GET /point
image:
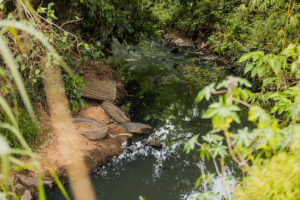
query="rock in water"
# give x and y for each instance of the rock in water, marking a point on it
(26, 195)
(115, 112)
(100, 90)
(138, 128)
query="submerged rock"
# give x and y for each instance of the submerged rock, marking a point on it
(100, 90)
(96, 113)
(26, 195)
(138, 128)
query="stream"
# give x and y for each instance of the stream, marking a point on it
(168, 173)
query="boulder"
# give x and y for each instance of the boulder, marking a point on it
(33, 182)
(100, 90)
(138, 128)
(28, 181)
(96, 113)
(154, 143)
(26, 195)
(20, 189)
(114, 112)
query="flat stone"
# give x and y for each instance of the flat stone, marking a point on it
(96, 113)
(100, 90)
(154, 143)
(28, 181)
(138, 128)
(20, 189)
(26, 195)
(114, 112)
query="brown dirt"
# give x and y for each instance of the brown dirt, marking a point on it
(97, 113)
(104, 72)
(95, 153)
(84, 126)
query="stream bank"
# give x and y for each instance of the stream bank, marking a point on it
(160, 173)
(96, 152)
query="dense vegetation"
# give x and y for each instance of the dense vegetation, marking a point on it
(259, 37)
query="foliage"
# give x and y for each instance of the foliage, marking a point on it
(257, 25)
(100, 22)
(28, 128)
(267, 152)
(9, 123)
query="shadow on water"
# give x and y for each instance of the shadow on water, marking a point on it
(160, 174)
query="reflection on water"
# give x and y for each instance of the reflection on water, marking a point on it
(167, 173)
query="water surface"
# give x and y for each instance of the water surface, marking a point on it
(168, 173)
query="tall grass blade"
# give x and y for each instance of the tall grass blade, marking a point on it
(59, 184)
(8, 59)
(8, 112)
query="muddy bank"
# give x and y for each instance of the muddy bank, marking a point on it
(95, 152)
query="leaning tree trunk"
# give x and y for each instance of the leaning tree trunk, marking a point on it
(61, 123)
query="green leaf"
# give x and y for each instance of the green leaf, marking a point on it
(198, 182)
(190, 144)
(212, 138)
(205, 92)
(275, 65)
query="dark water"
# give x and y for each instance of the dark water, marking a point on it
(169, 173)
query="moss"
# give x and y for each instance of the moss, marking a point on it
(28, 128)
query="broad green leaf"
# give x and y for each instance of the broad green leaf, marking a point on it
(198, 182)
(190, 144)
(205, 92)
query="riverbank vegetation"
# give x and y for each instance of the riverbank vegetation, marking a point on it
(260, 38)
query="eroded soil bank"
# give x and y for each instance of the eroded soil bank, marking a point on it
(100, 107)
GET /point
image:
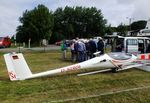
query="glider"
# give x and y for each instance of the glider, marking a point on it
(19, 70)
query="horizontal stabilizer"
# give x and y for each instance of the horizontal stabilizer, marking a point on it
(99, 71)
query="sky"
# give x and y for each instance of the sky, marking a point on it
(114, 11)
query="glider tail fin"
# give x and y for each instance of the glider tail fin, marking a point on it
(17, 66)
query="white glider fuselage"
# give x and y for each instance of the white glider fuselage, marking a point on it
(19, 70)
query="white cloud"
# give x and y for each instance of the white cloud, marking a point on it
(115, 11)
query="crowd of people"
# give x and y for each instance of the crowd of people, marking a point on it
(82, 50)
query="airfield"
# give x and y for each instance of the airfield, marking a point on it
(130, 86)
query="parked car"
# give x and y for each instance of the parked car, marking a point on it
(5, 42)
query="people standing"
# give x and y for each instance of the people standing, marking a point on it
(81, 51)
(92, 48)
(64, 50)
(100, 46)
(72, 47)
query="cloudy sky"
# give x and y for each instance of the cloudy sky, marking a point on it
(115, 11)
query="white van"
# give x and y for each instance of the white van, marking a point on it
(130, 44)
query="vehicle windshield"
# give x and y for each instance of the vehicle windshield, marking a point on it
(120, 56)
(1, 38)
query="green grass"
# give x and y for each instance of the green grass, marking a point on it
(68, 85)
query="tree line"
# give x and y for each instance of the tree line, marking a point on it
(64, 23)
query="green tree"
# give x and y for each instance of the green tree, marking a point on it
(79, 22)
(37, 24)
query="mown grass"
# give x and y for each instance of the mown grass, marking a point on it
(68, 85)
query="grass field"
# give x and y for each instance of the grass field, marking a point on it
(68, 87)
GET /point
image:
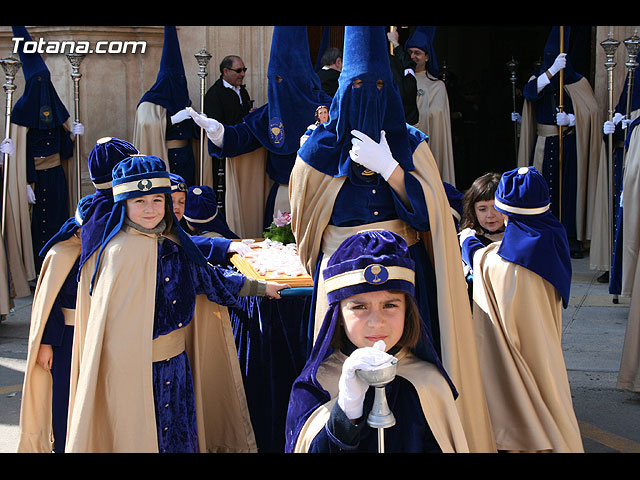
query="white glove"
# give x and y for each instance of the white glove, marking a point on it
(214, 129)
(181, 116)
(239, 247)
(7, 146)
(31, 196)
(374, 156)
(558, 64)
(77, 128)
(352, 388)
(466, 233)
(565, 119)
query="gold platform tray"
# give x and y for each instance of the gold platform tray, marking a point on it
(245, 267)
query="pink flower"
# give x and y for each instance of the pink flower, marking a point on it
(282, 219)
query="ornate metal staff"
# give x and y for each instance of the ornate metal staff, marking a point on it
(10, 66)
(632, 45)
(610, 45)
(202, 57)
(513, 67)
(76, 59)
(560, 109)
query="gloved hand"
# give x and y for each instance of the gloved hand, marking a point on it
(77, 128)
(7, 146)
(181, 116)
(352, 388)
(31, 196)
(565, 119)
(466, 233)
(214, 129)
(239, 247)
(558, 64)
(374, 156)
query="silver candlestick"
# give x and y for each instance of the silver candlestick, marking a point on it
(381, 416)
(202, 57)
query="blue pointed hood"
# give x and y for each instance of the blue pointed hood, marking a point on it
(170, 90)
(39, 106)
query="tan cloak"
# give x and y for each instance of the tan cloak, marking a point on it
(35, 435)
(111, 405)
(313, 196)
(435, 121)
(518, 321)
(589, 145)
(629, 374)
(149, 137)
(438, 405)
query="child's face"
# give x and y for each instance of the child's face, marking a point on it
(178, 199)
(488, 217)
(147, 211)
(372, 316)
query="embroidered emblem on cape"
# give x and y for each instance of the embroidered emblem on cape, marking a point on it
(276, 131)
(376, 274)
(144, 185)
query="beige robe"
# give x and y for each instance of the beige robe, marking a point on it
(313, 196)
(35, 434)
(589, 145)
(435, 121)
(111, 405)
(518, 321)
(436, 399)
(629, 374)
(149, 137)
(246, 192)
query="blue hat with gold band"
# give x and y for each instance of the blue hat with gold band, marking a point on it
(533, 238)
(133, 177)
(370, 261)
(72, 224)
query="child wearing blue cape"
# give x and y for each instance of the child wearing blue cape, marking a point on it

DESCRIPTION OF THE TASK => Every line that holds the word "wearing" should be copied from the listing.

SOLVED PROBLEM =>
query="child wearing blue cape"
# give x and y for each instance of the child wearing blue cape, marking a point on it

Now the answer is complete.